Take the whole listing and reproduce it exactly, pictures excepted.

Data for the task -
<<<<

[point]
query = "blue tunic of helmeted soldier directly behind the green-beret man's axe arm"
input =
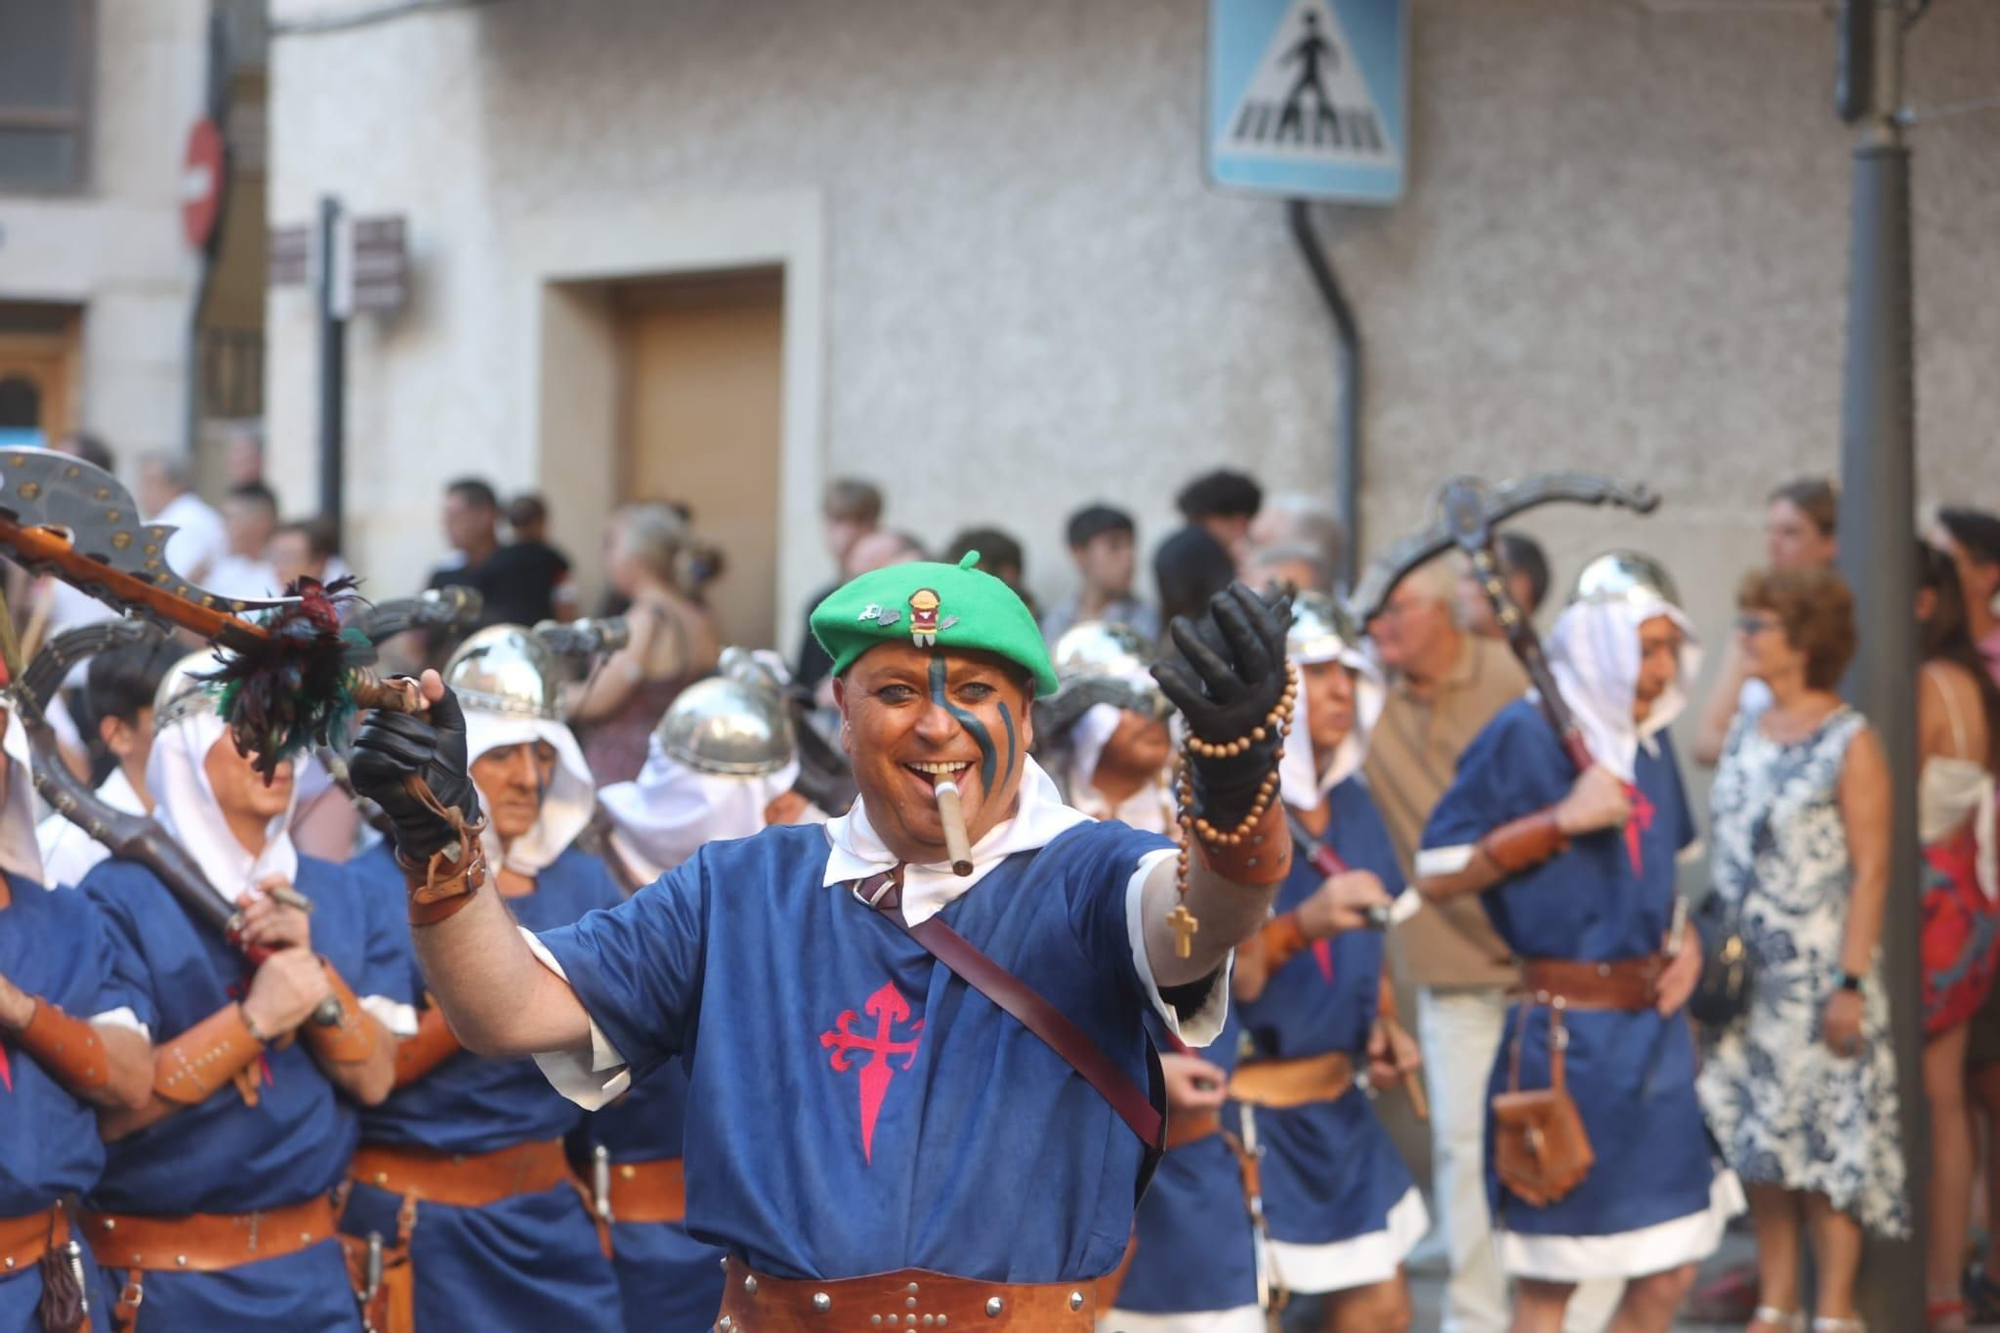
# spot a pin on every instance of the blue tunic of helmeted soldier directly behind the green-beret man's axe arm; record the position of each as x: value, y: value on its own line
x: 525, y: 1262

>>>>

Result of this exercise -
[point]
query = "blue tunic of helmeted soldier directly behind the green-beret man's axe arm"
input =
# spot a pin on every instance of the blue tunic of helmeted soldier directly behind the green-beret man's axe arm; record the position of each as x: value, y: value on its own line
x: 525, y: 1262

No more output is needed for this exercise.